# [Written problem]
Transcribe every line exactly. Leave the pictures behind.

# [Data listing]
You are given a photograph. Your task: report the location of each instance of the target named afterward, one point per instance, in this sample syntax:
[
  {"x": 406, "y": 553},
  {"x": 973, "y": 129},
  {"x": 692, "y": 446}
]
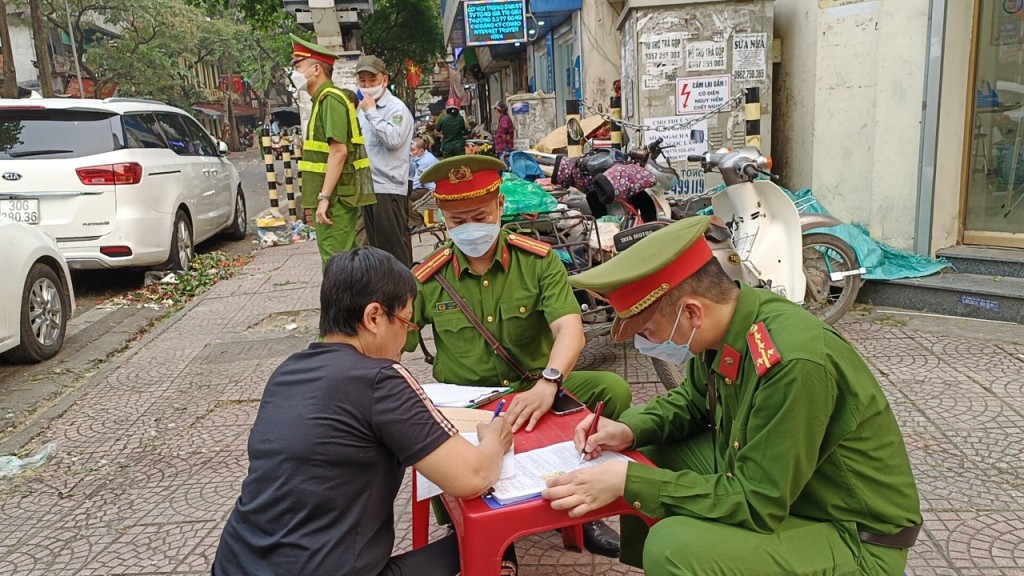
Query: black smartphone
[{"x": 565, "y": 404}]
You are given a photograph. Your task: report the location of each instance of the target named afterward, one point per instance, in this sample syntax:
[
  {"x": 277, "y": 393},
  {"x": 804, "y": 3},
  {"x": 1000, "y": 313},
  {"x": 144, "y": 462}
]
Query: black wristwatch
[{"x": 553, "y": 375}]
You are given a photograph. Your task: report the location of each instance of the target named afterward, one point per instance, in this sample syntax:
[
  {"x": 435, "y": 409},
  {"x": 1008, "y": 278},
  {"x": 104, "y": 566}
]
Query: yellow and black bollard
[
  {"x": 286, "y": 156},
  {"x": 616, "y": 128},
  {"x": 752, "y": 114},
  {"x": 271, "y": 172},
  {"x": 573, "y": 138}
]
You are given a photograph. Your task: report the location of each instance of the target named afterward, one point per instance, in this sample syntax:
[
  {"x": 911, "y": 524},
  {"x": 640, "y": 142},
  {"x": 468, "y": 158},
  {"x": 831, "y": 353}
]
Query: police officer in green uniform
[
  {"x": 778, "y": 454},
  {"x": 518, "y": 289},
  {"x": 335, "y": 169}
]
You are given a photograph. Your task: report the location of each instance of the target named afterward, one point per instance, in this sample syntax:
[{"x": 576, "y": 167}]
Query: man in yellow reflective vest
[{"x": 336, "y": 179}]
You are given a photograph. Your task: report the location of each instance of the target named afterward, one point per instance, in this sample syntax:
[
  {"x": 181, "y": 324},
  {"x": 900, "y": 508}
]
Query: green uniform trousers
[
  {"x": 339, "y": 236},
  {"x": 686, "y": 545},
  {"x": 589, "y": 387}
]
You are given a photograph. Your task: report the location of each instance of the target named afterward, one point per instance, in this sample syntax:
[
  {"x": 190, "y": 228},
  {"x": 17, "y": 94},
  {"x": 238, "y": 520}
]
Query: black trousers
[
  {"x": 386, "y": 223},
  {"x": 439, "y": 558}
]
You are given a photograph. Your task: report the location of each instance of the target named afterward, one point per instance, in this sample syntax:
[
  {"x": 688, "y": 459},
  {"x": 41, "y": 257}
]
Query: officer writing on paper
[
  {"x": 779, "y": 443},
  {"x": 338, "y": 425},
  {"x": 517, "y": 296}
]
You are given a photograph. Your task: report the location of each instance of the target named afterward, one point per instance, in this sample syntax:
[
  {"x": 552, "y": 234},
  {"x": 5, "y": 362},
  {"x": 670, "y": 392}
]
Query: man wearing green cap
[
  {"x": 334, "y": 166},
  {"x": 388, "y": 126},
  {"x": 803, "y": 469},
  {"x": 518, "y": 291}
]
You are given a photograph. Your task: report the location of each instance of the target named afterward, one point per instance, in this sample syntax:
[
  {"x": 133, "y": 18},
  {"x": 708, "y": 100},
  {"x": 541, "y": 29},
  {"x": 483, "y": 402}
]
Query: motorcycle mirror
[{"x": 574, "y": 130}]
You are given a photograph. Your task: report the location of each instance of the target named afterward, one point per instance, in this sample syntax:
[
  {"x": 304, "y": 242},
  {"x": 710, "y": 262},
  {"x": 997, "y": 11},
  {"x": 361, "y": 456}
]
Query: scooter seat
[{"x": 717, "y": 232}]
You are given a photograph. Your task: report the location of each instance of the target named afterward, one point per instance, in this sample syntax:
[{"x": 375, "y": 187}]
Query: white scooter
[
  {"x": 767, "y": 233},
  {"x": 760, "y": 237}
]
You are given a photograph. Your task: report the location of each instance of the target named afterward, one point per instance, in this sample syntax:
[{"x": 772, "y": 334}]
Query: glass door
[{"x": 994, "y": 204}]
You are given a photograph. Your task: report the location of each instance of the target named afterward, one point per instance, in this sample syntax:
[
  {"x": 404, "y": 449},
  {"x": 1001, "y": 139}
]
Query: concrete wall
[
  {"x": 793, "y": 92},
  {"x": 952, "y": 125},
  {"x": 865, "y": 65},
  {"x": 25, "y": 53},
  {"x": 599, "y": 49}
]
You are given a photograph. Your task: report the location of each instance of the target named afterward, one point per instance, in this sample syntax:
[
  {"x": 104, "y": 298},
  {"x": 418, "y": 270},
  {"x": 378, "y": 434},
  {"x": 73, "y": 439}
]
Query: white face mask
[
  {"x": 374, "y": 91},
  {"x": 299, "y": 80}
]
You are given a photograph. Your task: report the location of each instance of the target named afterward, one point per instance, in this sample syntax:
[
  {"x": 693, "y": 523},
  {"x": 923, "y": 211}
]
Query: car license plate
[{"x": 20, "y": 210}]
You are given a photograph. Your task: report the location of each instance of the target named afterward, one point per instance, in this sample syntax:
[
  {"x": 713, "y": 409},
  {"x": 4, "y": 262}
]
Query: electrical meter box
[{"x": 682, "y": 58}]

# [Reply]
You are given a photograph. Your task: report the location of each instance of the target named afterward, one point per instance, in this sample syntax:
[
  {"x": 406, "y": 553},
  {"x": 973, "y": 129},
  {"x": 692, "y": 446}
]
Query: black smartphone
[{"x": 565, "y": 404}]
You are given a photograph. Your task: report the location of each instance of the target named afterward, one point per instance, in this sample syntax:
[
  {"x": 277, "y": 393},
  {"x": 804, "y": 3},
  {"x": 1000, "y": 313},
  {"x": 144, "y": 462}
]
Query: black wristwatch
[{"x": 553, "y": 375}]
You are given a photograph. Your task: report the location of each instance of the target named afterward, one point per instance, in this sample syntax:
[
  {"x": 435, "y": 409},
  {"x": 1008, "y": 278},
  {"x": 104, "y": 566}
]
Query: yellow and black bollard
[
  {"x": 286, "y": 156},
  {"x": 616, "y": 128},
  {"x": 752, "y": 114},
  {"x": 271, "y": 172},
  {"x": 573, "y": 138}
]
You are given a photograph. Your task: report the location of each instance of the target named afterward, one point per instance, in this sample syntax:
[
  {"x": 911, "y": 524},
  {"x": 640, "y": 142},
  {"x": 468, "y": 158},
  {"x": 831, "y": 353}
]
Query: police officer in green uniform
[
  {"x": 778, "y": 454},
  {"x": 518, "y": 289},
  {"x": 335, "y": 169}
]
You are given a photograph. Your task: report the location of each instance of the target named afterward, one point per instance, in this sample syntax:
[{"x": 576, "y": 167}]
Query: man in yellow reflective vest
[{"x": 336, "y": 179}]
You are given a photograph. Your task: report the location of each instance of the target named afterward, one point per instance, in this sample syntax:
[
  {"x": 181, "y": 324},
  {"x": 900, "y": 508}
]
Query: green uniform trousers
[
  {"x": 339, "y": 236},
  {"x": 686, "y": 545},
  {"x": 589, "y": 387}
]
You are given a photograph. Your task: report the location of each instance of the target named afterward, one point per instance, in this sample syntax:
[
  {"x": 190, "y": 228},
  {"x": 17, "y": 94},
  {"x": 238, "y": 520}
]
Query: black trousers
[
  {"x": 386, "y": 223},
  {"x": 439, "y": 558}
]
You are given a photograph. Your task: report the location of each instance of the target named afterward, one point per instance, in this sample syntax:
[
  {"x": 688, "y": 459},
  {"x": 41, "y": 257}
]
Query: officer writing on paper
[
  {"x": 779, "y": 443},
  {"x": 338, "y": 425},
  {"x": 517, "y": 296}
]
You are given a photograph. Your task: report the location of each instance of the target named afterward, one point per instance, in this sample syntax:
[
  {"x": 552, "y": 234},
  {"x": 5, "y": 362},
  {"x": 670, "y": 392}
]
Query: man wearing green cap
[
  {"x": 334, "y": 166},
  {"x": 388, "y": 126},
  {"x": 803, "y": 469},
  {"x": 518, "y": 291}
]
You are given a photograph. Your task: report the location of each instance of the target named afterward, one point per instance, in this sample syntax:
[
  {"x": 133, "y": 18},
  {"x": 708, "y": 100},
  {"x": 541, "y": 29},
  {"x": 483, "y": 402}
]
Query: motorcycle mirror
[{"x": 574, "y": 130}]
You are given a photograph. Your task: report the location of each instance of the target named afterward, one point per instance, in this sample syntax:
[
  {"x": 304, "y": 242},
  {"x": 710, "y": 262},
  {"x": 997, "y": 11},
  {"x": 361, "y": 456}
]
Query: scooter seat
[{"x": 717, "y": 232}]
You are given a photograph. Your task: report the location of each instance of the target named afterward, one point per instance, in this sample syntax:
[{"x": 375, "y": 187}]
Query: white scooter
[
  {"x": 767, "y": 233},
  {"x": 760, "y": 237}
]
You are given a photograph. Your task: report the location of each instance of the target named afterward, one point per instance, in this sample syntax:
[{"x": 772, "y": 334}]
Query: glass door
[{"x": 994, "y": 204}]
You are given a photograph. Your task: report the location of each instance of the target named afterward, one point per instance, in this sample syntax:
[
  {"x": 404, "y": 449},
  {"x": 1001, "y": 139}
]
Query: concrete wall
[
  {"x": 793, "y": 92},
  {"x": 952, "y": 125},
  {"x": 865, "y": 65},
  {"x": 25, "y": 53},
  {"x": 599, "y": 49}
]
You are given a photograph. Your task: report the location of each instance of the target named afterward, one point per instance, in this sample syntax:
[
  {"x": 104, "y": 298},
  {"x": 418, "y": 270},
  {"x": 378, "y": 434},
  {"x": 73, "y": 439}
]
Query: white face mask
[
  {"x": 374, "y": 91},
  {"x": 299, "y": 80}
]
You are given a photograph. Your task: report the location of each instance of the target named afterward, one point per instance, in this sample syntax:
[
  {"x": 693, "y": 523},
  {"x": 923, "y": 211}
]
Query: car license plate
[{"x": 20, "y": 210}]
You are given a photograph. Your task: report the location of each instance of the target named afterward, one point per instance, in this sample syntax:
[
  {"x": 713, "y": 409},
  {"x": 4, "y": 262}
]
Query: electrical meter box
[{"x": 682, "y": 58}]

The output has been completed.